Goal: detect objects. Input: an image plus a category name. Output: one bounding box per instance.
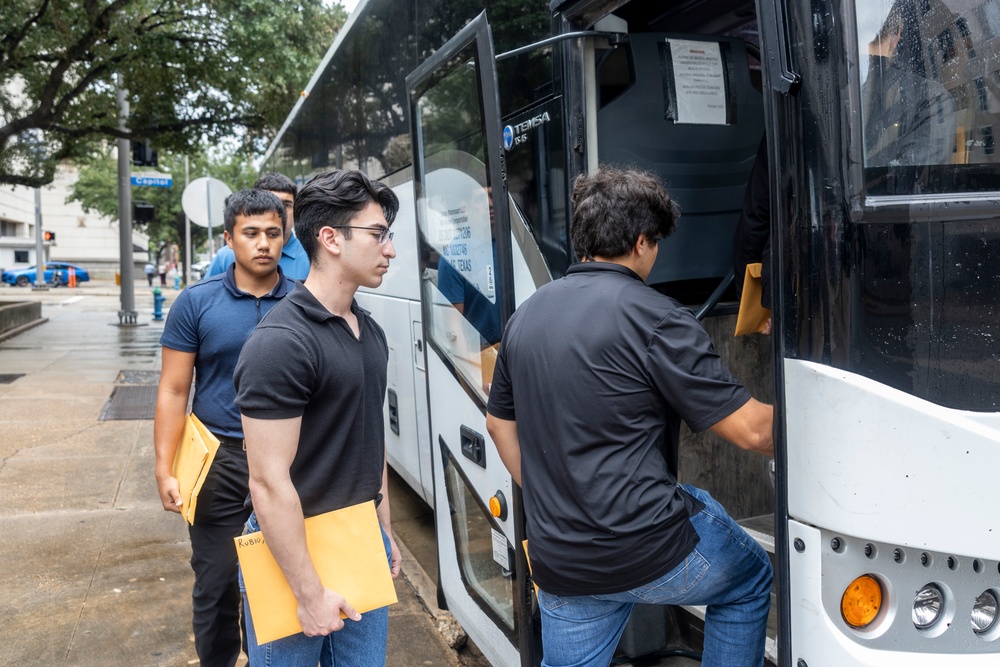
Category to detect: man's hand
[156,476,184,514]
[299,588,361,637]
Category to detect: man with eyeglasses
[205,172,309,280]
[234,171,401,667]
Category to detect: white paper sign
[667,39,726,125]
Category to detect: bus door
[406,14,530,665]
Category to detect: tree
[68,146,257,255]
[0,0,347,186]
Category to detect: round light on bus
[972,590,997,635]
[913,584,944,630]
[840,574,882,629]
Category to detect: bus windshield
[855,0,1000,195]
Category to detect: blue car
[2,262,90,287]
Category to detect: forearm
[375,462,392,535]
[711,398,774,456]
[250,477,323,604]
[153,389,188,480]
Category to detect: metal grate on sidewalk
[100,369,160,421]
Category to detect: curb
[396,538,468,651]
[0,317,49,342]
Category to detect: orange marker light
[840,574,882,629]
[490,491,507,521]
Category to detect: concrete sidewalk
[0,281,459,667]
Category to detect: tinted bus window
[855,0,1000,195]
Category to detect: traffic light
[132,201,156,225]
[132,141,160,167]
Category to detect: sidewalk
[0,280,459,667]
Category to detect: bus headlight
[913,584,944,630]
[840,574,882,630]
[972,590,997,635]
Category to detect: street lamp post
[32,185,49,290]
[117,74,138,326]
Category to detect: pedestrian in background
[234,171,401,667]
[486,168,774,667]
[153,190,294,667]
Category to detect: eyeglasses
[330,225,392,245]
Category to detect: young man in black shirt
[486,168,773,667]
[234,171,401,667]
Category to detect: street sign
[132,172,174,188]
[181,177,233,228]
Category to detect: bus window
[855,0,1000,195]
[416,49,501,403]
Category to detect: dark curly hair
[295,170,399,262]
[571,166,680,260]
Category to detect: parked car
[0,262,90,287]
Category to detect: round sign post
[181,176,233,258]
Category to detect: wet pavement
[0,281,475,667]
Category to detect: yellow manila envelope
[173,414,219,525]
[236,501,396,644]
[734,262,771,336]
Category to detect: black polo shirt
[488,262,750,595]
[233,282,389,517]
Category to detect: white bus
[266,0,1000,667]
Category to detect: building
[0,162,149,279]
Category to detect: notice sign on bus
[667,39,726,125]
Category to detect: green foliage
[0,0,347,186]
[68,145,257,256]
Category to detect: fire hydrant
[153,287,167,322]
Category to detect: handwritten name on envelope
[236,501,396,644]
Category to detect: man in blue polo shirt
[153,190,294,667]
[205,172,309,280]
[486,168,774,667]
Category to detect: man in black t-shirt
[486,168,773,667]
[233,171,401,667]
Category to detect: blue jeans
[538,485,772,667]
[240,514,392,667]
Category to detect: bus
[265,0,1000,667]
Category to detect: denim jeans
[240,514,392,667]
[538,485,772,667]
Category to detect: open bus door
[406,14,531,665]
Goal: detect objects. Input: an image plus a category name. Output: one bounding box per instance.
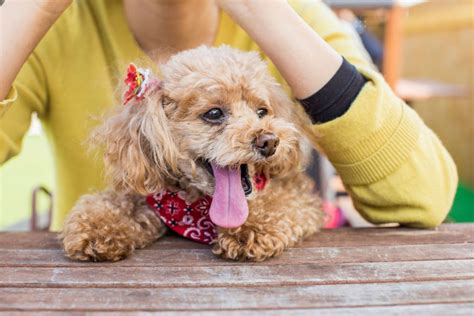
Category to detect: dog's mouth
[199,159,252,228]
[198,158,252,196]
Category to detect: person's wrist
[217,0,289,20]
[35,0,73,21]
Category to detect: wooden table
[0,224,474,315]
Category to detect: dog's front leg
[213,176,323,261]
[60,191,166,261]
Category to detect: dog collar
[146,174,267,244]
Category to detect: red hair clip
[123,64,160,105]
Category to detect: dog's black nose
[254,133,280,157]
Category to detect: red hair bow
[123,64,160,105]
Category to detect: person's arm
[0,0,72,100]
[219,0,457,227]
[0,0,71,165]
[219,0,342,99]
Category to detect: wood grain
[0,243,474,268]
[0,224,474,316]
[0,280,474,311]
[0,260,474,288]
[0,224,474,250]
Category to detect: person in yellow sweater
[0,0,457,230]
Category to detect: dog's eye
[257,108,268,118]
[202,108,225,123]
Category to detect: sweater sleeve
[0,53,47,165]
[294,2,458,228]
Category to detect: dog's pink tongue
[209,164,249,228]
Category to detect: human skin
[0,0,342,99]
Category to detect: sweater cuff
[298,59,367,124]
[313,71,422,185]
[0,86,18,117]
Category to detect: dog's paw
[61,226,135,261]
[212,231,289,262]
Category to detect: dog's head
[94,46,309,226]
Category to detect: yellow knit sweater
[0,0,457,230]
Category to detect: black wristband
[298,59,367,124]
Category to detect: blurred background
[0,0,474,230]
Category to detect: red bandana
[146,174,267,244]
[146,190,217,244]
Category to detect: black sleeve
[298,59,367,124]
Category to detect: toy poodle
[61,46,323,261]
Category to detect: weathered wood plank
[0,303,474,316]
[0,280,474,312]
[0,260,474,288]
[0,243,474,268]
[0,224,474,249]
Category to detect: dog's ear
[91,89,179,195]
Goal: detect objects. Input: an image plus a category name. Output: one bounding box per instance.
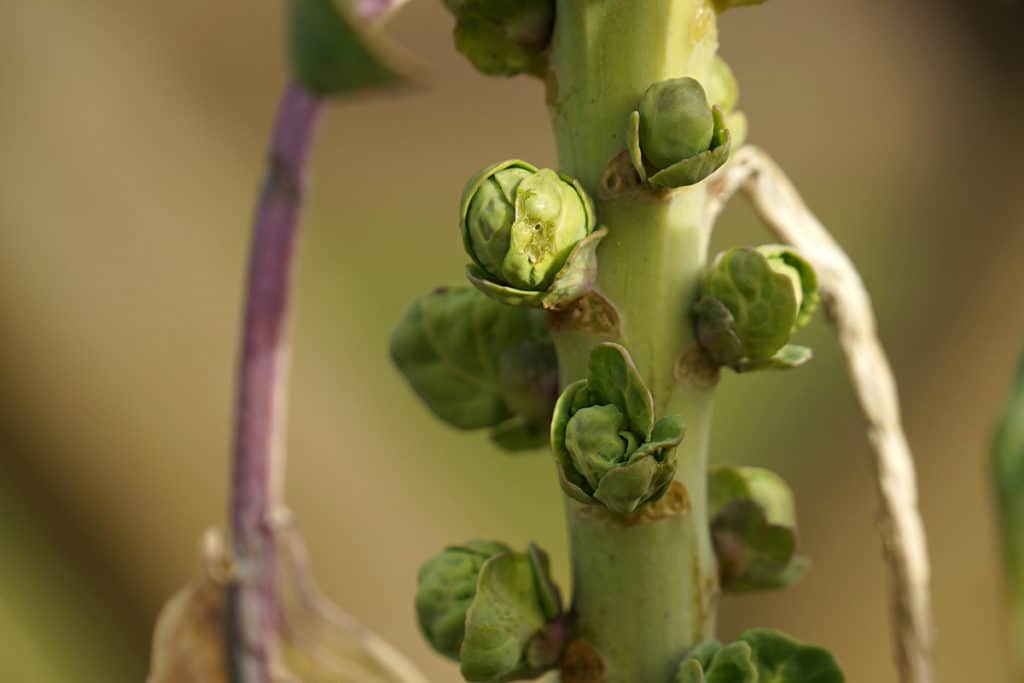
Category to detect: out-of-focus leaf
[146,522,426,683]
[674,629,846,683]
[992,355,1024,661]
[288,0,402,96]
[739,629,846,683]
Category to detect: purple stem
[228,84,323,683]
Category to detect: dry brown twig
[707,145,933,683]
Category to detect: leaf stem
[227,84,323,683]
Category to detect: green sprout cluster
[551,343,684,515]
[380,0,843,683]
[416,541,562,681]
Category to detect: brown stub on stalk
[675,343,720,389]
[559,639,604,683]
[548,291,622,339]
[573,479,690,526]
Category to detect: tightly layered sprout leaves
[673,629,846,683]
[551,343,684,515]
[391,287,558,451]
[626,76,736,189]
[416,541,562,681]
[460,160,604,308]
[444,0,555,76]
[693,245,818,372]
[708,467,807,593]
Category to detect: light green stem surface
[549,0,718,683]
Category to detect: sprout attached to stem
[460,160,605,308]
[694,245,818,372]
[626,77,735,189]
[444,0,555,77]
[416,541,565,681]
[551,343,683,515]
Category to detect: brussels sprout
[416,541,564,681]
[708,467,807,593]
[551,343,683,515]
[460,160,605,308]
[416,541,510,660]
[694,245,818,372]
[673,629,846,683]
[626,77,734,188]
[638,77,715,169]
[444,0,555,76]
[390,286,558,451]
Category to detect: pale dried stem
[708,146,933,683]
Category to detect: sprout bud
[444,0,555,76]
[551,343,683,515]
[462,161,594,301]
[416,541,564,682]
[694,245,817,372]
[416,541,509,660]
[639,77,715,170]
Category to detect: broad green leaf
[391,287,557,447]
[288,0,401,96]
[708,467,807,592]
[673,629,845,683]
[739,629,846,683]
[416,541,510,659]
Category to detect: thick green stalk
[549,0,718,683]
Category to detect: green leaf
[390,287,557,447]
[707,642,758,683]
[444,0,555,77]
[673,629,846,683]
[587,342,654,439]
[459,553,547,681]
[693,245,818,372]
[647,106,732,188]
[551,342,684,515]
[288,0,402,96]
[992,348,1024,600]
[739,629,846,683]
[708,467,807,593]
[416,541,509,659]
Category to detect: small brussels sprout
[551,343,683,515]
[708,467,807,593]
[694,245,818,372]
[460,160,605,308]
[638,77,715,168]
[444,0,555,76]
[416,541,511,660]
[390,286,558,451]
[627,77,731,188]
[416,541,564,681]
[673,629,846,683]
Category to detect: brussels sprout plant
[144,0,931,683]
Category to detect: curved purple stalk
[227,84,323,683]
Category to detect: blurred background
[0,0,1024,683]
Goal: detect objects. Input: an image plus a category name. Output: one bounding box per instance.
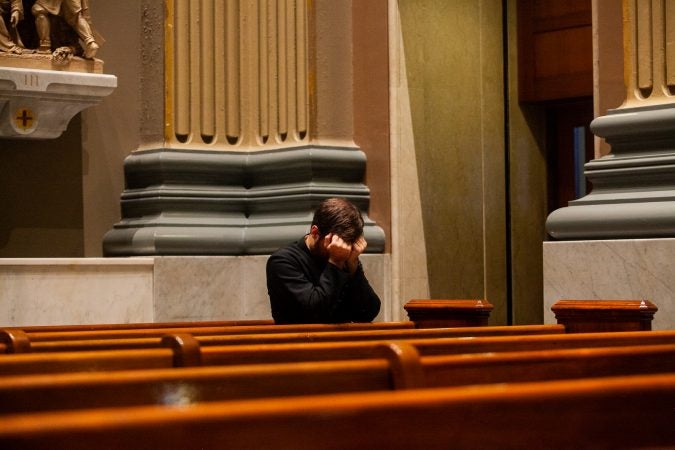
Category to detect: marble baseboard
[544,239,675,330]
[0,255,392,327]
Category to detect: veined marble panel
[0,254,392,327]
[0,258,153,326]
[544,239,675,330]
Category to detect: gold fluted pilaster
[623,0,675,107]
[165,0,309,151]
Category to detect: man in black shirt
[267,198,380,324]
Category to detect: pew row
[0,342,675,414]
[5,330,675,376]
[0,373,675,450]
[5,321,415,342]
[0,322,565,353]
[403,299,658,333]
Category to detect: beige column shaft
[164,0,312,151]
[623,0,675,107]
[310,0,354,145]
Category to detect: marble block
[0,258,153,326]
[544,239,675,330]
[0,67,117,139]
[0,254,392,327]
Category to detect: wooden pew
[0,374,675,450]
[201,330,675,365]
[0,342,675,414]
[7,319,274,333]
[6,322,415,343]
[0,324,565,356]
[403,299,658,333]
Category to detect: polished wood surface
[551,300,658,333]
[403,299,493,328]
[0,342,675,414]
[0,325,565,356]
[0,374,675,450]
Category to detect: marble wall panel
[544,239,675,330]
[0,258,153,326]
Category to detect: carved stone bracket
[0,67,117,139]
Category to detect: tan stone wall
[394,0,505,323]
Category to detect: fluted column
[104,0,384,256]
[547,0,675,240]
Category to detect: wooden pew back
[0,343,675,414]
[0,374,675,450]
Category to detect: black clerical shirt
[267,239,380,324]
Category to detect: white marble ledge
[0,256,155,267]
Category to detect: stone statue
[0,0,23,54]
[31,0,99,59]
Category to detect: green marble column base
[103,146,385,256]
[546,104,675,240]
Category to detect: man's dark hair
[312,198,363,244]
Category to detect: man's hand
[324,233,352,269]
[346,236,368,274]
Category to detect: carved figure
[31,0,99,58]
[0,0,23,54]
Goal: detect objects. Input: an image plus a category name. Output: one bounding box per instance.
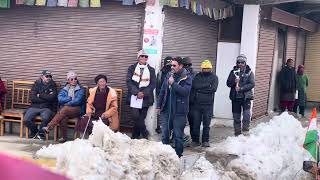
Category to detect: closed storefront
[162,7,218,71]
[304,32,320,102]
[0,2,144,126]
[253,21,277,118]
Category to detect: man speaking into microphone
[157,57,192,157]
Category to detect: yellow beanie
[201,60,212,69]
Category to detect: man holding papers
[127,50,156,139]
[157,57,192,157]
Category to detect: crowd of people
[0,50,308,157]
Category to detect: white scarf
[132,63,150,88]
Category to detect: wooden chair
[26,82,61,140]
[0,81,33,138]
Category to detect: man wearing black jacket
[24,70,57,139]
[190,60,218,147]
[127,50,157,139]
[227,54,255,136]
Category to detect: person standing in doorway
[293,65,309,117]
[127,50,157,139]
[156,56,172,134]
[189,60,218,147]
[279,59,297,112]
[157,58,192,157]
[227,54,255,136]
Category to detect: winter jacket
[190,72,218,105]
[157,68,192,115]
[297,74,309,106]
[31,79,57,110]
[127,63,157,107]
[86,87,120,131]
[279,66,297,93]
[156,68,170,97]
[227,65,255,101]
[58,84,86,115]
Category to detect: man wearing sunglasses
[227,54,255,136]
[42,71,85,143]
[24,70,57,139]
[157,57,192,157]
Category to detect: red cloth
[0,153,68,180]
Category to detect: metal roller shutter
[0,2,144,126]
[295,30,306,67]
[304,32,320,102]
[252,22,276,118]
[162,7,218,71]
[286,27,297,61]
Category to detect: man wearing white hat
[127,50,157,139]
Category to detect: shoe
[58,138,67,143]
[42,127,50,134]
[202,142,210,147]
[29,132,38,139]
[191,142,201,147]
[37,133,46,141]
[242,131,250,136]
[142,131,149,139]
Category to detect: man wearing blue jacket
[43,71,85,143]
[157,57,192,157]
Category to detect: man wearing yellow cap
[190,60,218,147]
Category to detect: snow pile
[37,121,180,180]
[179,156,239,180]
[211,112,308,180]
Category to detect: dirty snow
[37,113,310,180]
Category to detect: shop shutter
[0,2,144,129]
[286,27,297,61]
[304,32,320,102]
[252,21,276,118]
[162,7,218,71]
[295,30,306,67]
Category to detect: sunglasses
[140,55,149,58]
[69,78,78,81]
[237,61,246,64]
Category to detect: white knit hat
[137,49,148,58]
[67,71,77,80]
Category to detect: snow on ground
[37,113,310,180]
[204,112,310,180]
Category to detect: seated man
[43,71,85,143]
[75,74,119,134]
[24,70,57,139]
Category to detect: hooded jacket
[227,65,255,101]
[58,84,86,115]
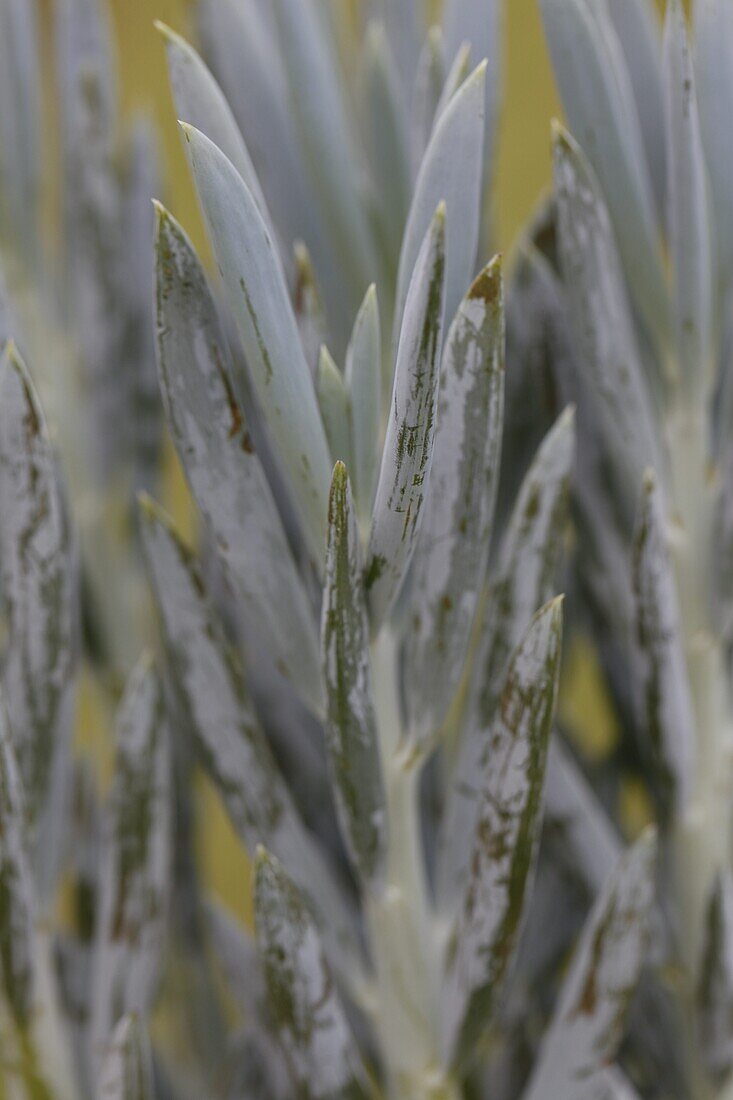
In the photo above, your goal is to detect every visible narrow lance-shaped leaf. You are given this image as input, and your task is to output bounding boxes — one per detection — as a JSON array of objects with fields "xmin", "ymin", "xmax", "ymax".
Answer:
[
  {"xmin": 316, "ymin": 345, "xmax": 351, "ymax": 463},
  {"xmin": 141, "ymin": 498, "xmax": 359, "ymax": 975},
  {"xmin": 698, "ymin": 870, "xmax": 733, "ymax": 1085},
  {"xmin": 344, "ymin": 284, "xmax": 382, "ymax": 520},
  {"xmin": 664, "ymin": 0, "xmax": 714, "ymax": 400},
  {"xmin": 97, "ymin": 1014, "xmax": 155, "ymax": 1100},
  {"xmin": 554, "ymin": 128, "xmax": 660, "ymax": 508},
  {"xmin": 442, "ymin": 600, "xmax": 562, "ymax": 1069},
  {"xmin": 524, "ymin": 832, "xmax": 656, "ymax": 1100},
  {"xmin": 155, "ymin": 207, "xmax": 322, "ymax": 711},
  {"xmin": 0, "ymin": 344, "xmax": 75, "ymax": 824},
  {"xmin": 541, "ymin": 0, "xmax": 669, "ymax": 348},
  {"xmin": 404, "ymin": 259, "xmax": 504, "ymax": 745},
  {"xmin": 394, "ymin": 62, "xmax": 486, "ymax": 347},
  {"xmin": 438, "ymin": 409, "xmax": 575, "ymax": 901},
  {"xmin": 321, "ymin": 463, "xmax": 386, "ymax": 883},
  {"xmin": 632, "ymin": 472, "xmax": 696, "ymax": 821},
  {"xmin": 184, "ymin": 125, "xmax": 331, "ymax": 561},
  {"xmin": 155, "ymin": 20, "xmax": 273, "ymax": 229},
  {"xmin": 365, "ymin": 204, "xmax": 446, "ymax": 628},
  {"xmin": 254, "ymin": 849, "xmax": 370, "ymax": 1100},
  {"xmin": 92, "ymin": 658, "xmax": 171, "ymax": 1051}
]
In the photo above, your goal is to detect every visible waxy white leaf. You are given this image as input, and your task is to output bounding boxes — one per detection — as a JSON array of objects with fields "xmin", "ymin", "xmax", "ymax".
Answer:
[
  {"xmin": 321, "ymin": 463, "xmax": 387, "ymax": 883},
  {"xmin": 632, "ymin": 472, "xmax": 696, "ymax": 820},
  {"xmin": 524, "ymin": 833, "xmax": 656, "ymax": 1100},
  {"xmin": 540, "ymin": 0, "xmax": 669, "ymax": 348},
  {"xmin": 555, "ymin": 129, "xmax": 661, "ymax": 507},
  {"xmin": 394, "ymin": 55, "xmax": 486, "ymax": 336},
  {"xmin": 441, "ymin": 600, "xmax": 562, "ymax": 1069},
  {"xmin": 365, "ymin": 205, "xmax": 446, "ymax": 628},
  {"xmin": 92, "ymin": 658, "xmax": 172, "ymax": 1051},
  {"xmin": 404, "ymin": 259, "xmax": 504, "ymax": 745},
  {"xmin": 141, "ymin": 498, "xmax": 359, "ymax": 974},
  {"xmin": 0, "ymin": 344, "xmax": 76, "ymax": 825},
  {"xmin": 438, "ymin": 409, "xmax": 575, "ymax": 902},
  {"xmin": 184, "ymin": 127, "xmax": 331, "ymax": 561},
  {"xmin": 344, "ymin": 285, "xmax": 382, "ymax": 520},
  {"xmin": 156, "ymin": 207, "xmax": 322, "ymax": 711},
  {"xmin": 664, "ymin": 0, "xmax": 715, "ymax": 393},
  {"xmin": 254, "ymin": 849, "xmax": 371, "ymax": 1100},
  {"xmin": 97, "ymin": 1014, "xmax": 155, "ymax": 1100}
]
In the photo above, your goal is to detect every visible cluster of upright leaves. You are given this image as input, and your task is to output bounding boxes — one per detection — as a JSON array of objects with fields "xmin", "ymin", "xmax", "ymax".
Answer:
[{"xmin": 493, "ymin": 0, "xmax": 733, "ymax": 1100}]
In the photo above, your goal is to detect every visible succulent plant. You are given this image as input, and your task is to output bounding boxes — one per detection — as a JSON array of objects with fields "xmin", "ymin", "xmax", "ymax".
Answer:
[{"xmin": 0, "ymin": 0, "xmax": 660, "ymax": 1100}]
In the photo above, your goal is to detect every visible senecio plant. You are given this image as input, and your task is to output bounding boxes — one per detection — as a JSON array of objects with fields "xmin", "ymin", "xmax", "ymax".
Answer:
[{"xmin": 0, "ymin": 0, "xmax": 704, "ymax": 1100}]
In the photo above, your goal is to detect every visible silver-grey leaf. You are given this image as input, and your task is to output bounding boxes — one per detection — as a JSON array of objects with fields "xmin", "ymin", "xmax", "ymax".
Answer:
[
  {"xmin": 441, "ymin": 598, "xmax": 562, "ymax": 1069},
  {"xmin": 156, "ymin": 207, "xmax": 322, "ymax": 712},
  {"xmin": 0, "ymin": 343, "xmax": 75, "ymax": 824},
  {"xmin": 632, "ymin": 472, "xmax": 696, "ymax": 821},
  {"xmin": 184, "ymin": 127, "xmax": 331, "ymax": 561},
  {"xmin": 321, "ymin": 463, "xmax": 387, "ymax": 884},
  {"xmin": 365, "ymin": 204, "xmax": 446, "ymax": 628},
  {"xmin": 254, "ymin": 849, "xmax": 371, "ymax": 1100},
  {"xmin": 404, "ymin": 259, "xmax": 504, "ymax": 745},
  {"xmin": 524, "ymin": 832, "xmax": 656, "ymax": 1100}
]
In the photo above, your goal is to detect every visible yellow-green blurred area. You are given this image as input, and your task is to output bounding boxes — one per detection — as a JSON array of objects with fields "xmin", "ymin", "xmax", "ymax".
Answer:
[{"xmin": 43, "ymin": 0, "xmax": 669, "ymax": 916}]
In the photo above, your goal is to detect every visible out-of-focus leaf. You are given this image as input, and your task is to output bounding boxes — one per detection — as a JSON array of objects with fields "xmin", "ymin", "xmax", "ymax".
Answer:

________________________________________

In the listing above, copy out everything from the line containing "Category to detect: blue car" down to the line containing "[181,176,233,258]", including both of those lines, with nothing else.

Category to detect: blue car
[2,262,90,287]
Category to detect: forearm
[375,462,392,535]
[711,398,774,456]
[250,477,323,604]
[153,389,188,480]
Category to detect: metal grate on sidewalk
[100,369,160,421]
Category to detect: curb
[396,538,468,651]
[0,317,49,342]
Category to detect: orange marker light
[840,574,882,629]
[490,491,507,521]
Category to detect: concrete sidewalk
[0,281,459,667]
Category to detect: tinted bus window
[855,0,1000,195]
Category to detect: traffic light
[132,201,156,225]
[132,141,160,167]
Category to detect: sidewalk
[0,280,459,667]
Category to detect: bus headlight
[913,584,944,630]
[840,574,882,630]
[972,590,997,635]
Category to detect: street lamp post
[32,185,49,290]
[117,74,138,326]
Category to detect: pedestrian in background
[234,171,401,667]
[486,168,774,667]
[153,190,294,667]
Category to detect: eyeglasses
[330,225,392,245]
Category to detect: young man in black shirt
[486,168,773,667]
[234,171,401,667]
Category to detect: street sign
[132,172,174,188]
[181,177,233,228]
Category to detect: bus window
[855,0,1000,195]
[416,49,501,403]
Category to detect: dark curly hair
[295,170,399,262]
[571,166,680,260]
Category to detect: parked car
[0,262,90,287]
Category to detect: round sign post
[181,176,233,258]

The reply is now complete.